◆ DOCUMENT EXCERPT
*-*-*

So maybe that kind of first observation as Pastor Haugen was talking was how all these really do go together, unlimited atonement. But then another kind of layer there is the sacraments. Like, yes, Lutherans, you’ll ask them, like, when were you saved? And some might say, oh, when I was baptized. But Lutherans sometimes like to joke and really put the emphasis on 2000 years ago when Christ died and Rose. Like, that’s when I was saved. Right? That’s again trying to really just drill down on that objective justification.

But there is a sense in which also that work is brought into our lives through the sacraments. And that as we receive this, we also are receiving the assurance of that work 2000 years ago that we can’t see or touch being brought right into our lives, right into our congregations, and we are receiving it. And again, how beautiful that is, how peace inducing that is. Yes, Jesus died for you, and you can know that as you receive these gifts in faith.

[00:16:18] Andy: Yeah, that’s really good. One of the things I love doing at Shiloh is welcoming people in with the Apostolic reading, which is pure Gospel. It is this life with God, this welcome of the Father, Son and Holy Spirit, because I want them knowing they’re coming in beaten down from the world, they’re beaten up with their sin, they’re beaten up just with they. I want to welcome them in to not think they have to perform for God, as you talked about, Pastor Haugen, and not thinking that they have to, I got to show up for God and I got to do all these things to really earn my favor with him. But it’s like, no, just hear the Gospel. God is bringing you in. He’s welcoming you in to feed you and nourish you and just feed you through himself. And I love that.

*-*-*

◆ PROBLEM TO WORK ON
According to the transcript, what does Andy use to welcome people in at Shiloh? Answer using only the transcript.

◆ SUPPLIED ENTRIES

*-*-*

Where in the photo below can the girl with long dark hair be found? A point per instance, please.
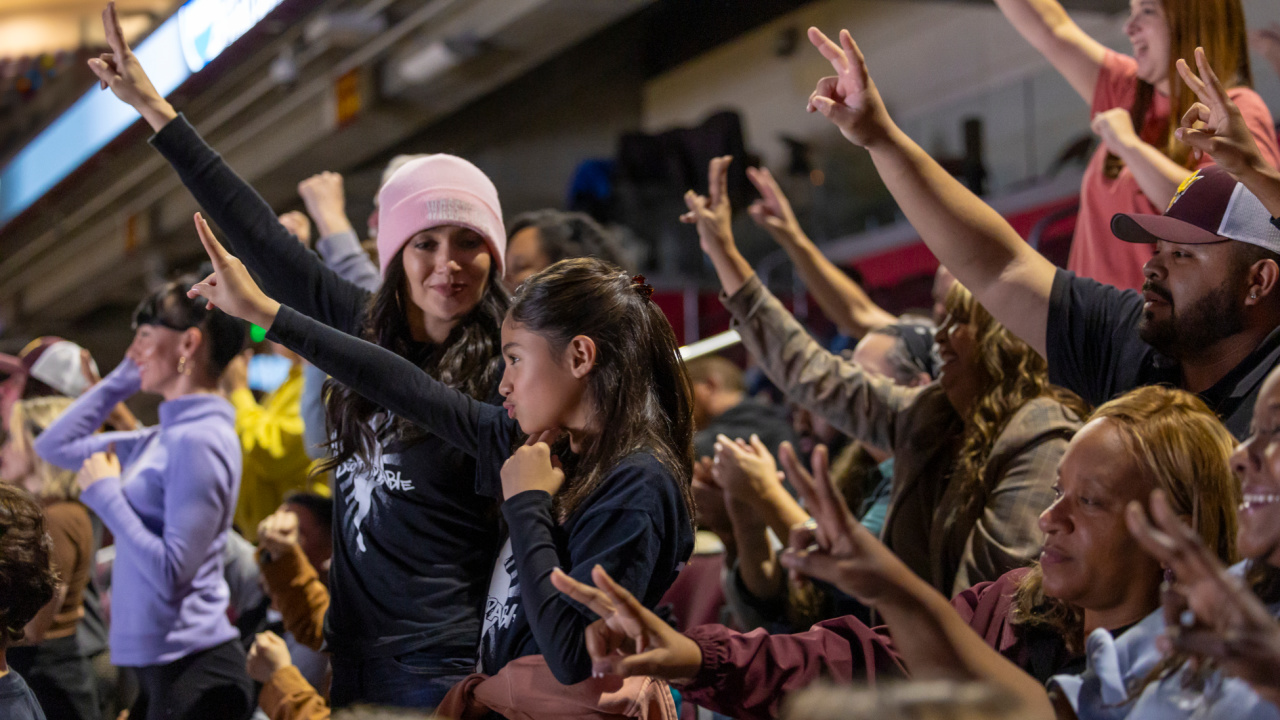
(588, 354)
(168, 495)
(414, 543)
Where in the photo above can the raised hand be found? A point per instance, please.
(849, 99)
(327, 203)
(709, 500)
(1115, 128)
(712, 213)
(1208, 613)
(836, 547)
(1215, 124)
(746, 470)
(268, 655)
(772, 212)
(278, 532)
(229, 287)
(629, 639)
(120, 71)
(531, 466)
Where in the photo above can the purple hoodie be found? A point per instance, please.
(169, 511)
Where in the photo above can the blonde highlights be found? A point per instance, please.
(1182, 447)
(27, 419)
(1011, 376)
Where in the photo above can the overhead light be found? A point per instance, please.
(346, 30)
(428, 63)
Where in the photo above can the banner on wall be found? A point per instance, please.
(179, 48)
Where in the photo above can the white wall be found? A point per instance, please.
(935, 63)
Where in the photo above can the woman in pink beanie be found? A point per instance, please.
(414, 542)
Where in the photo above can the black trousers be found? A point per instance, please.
(210, 684)
(60, 677)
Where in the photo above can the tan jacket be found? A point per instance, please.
(288, 696)
(923, 432)
(302, 600)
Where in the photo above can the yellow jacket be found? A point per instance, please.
(275, 458)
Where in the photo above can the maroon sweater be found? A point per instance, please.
(746, 675)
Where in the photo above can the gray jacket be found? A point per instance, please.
(926, 524)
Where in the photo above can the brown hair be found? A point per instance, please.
(1013, 374)
(1183, 449)
(27, 419)
(1219, 27)
(726, 373)
(27, 575)
(639, 386)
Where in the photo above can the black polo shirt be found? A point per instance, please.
(1095, 351)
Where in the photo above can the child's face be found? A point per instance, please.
(544, 390)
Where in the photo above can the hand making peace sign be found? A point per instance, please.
(850, 99)
(120, 71)
(229, 287)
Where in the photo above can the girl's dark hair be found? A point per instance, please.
(639, 383)
(469, 361)
(170, 308)
(571, 235)
(27, 575)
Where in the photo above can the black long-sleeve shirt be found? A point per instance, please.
(635, 524)
(414, 542)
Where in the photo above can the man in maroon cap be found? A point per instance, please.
(1206, 319)
(1208, 314)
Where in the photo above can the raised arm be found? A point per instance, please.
(374, 372)
(197, 497)
(1050, 30)
(338, 245)
(841, 299)
(288, 270)
(970, 238)
(743, 675)
(840, 391)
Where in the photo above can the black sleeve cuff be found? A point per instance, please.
(179, 144)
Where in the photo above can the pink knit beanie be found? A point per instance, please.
(433, 191)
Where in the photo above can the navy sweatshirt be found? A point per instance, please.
(414, 543)
(635, 524)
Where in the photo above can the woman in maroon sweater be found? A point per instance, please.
(1091, 575)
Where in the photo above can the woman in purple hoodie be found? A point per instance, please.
(167, 493)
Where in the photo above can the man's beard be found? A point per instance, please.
(1198, 328)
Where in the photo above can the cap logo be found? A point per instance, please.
(1183, 187)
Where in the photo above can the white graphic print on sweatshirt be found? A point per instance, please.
(501, 607)
(359, 482)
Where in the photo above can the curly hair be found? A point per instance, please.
(27, 575)
(1183, 449)
(1013, 374)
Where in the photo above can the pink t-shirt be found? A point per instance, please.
(1098, 254)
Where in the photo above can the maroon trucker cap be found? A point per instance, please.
(1208, 206)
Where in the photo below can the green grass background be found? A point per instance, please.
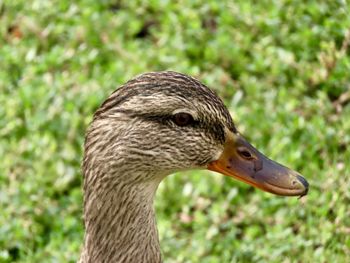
(283, 69)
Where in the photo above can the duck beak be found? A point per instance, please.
(242, 161)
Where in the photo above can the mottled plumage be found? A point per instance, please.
(132, 143)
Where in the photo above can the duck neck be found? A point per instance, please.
(120, 220)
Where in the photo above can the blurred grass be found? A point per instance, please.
(282, 68)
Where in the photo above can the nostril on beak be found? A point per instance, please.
(303, 181)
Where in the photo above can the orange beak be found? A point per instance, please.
(242, 161)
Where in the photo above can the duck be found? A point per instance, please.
(156, 124)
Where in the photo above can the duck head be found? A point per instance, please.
(164, 122)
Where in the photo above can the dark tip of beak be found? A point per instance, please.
(303, 181)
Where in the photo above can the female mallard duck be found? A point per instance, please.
(155, 125)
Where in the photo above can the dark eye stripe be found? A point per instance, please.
(183, 119)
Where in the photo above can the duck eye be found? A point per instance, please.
(182, 118)
(244, 153)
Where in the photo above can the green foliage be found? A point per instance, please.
(282, 68)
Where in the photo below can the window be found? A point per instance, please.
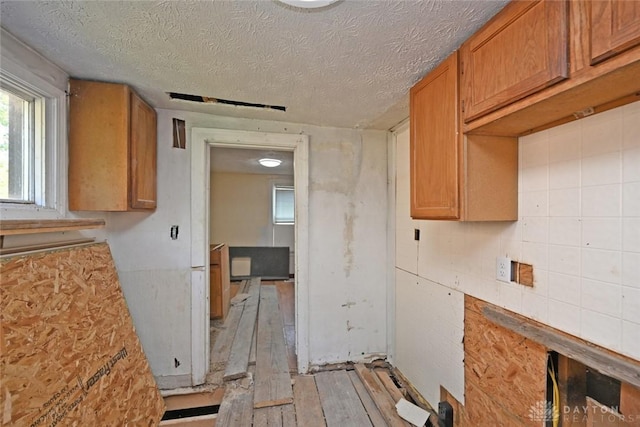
(283, 204)
(19, 177)
(32, 133)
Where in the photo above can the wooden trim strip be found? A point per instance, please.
(30, 226)
(38, 247)
(605, 361)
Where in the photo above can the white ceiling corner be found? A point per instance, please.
(349, 64)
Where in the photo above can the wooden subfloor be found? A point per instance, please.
(262, 387)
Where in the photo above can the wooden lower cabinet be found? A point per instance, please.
(219, 282)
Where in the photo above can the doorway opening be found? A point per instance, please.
(203, 141)
(252, 222)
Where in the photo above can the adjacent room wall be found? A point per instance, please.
(579, 225)
(241, 208)
(241, 211)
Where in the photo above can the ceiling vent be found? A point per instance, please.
(207, 100)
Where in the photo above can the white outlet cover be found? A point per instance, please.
(503, 269)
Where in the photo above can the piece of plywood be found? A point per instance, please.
(275, 416)
(340, 401)
(238, 363)
(599, 415)
(369, 405)
(388, 383)
(69, 352)
(605, 361)
(630, 401)
(509, 369)
(236, 408)
(273, 381)
(307, 402)
(381, 397)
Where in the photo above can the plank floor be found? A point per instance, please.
(267, 391)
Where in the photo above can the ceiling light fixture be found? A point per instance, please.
(269, 163)
(308, 4)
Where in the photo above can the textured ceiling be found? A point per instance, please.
(349, 64)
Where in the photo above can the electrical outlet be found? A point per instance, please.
(445, 414)
(503, 269)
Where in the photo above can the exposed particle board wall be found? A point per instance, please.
(70, 354)
(505, 373)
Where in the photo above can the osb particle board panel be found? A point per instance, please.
(506, 367)
(69, 354)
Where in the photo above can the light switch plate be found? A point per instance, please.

*-*-*

◆ FINISHED ANSWER
The Apostolic reading